Problem statement:
Please substitute "coordinates" for "tuples" everywhere in the entries below and leave everything else unchanged. Leave the pictures out of your answer.

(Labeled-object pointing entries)
================================

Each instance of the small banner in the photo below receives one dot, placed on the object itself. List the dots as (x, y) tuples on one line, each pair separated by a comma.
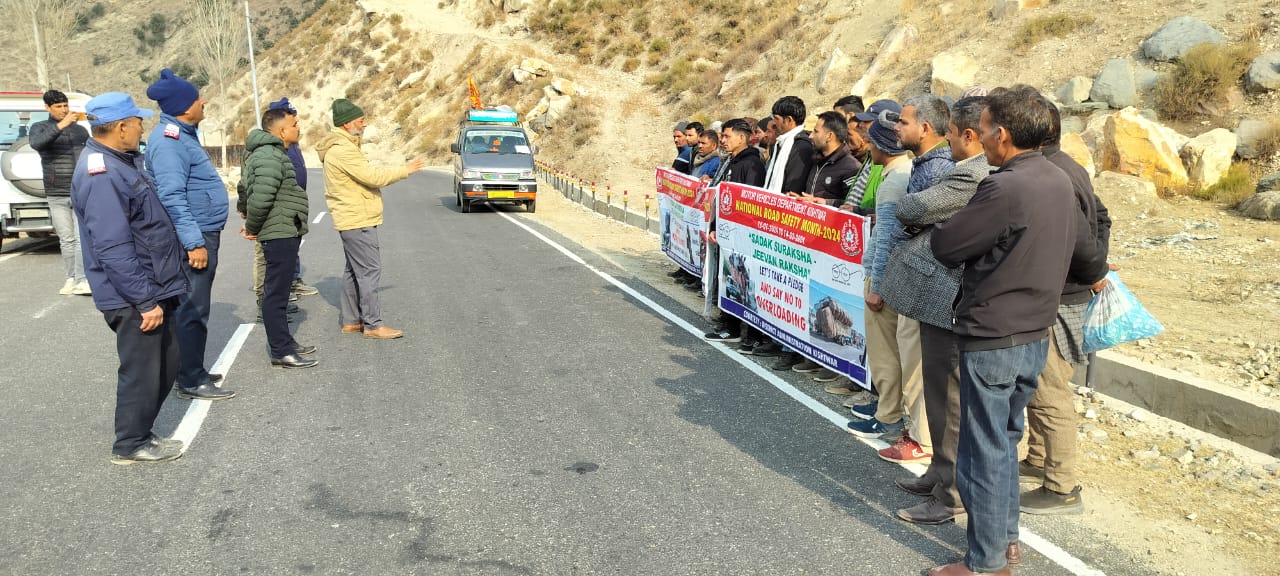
[(794, 270), (682, 213)]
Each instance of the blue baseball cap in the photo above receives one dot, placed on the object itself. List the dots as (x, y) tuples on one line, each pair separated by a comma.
[(112, 106), (283, 104), (872, 112)]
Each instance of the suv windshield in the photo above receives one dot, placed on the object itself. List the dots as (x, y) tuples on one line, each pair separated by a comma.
[(14, 126), (494, 141)]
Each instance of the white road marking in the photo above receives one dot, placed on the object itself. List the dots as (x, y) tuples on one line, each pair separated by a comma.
[(48, 309), (1042, 545), (197, 410)]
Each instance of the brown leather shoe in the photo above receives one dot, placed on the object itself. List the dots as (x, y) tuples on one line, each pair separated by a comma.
[(1014, 553), (931, 511), (920, 487), (384, 333), (959, 568)]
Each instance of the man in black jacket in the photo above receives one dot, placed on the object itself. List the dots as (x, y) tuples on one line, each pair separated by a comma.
[(1016, 250), (1051, 417), (744, 167), (832, 164), (59, 141)]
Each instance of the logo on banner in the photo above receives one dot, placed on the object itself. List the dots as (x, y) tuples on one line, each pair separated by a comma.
[(726, 204), (851, 238)]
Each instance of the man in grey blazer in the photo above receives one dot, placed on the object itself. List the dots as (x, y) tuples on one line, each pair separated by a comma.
[(922, 288)]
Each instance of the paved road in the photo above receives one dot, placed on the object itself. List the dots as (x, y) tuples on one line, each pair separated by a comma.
[(534, 420)]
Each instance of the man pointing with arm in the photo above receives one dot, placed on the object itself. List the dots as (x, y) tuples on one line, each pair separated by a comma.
[(355, 199)]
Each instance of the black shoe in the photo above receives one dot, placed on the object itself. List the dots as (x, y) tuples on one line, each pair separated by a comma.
[(161, 442), (293, 361), (205, 392), (149, 453)]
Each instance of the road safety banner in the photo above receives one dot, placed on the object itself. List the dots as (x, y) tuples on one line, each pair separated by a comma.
[(682, 208), (794, 270)]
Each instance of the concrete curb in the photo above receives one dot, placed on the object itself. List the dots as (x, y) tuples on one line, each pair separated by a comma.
[(1196, 402)]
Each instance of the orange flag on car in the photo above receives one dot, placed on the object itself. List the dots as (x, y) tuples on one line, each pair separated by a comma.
[(474, 94)]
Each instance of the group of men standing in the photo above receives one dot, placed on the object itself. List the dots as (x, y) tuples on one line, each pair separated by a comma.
[(987, 246), (150, 236)]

================================

Output below:
Each instance of the small banner in the photo below receives one dot, placed on the object itself. List the dots as (x, y) coordinates on one line, each pair separated by a comma.
[(794, 270), (682, 213)]
Each instance of the blue baseball cap in the photo above receives one dot, placed on the object itself. List the dots as (x, y) coordinates on one line, each pair separated by a comma.
[(112, 106), (283, 104), (872, 112)]
Each instance of the suv windshield in the photo above receives one dot, placed on the object itself. List the dots as (x, y) coordinates on one line, each pair separated by a comma.
[(14, 126), (494, 141)]
Each instance of the white road marking in the photo above receives one dot, placed on the object itself. List the dots as (x, y) coordinates on one line, each pair separated by a comma.
[(48, 309), (1042, 545), (197, 410)]
Each instance of the brown leather shoe in the photo above receives one dot, placed on the object itself. List the dots as (x, y) coordinates on one line, each pair separated by a comma.
[(1014, 553), (931, 511), (920, 487), (384, 333), (959, 568)]
Each instance of the man in black jacket in the photo above receives one dot, placed on the object itself. List the dots as (x, y) coordinates on one line, each pair separated by a comma.
[(1016, 250), (1051, 417), (744, 167), (832, 164), (59, 141)]
Each instance of the logo on banner in the photo above receives one dot, placed on the object itself. List the dots as (x, y) coordinates on one line, each pair separated by a comma.
[(726, 204), (851, 238)]
Each instance of the man in grey blazer in the photo above receives one dot, placed on the object itself. List the dots as (x, y) coordinates on one line, each pair separated by a comma.
[(922, 288)]
Each instance of the paved road in the photo above receives one dot, placed on the object itself. List the dots as (x, y) coordinates on one line, each pair separated by a comma.
[(534, 420)]
Each instance of the man pointing with arm in the photo above receives one dot, placed on the object itself. List the dots as (x, y) coordinates on one line, each pair separated by a comma.
[(355, 199)]
Each instance of the black shoe in the photo above receives one dot, placed on the object itself. List the dots as (x, y) coordinates on one line, each pair separated by a comma.
[(161, 442), (293, 361), (205, 392), (149, 453)]
Each instance of the road safety banner in the photo above receives one dot, placed on the object itself. List the dots as (x, y) coordinates on one line, each pair separated by a comma.
[(682, 208), (794, 270)]
Each instance of the concrete curb in the photo above receives one dot, placed on the object itself. List the dots as (x, y) coordinates on one line, each pair separated by a comma.
[(1196, 402)]
Each instance of the orange flag on car in the photo above receives one dot, placed on the object itself. List the dots as (x, y) coordinates on one line, each pair separated by a comma.
[(474, 94)]
Each instance of the group of men standing in the photo above receives one dot, placed on the object itself. List the dots as (x, y) coordinates on one line, each pair separated by a comma.
[(987, 246), (150, 236)]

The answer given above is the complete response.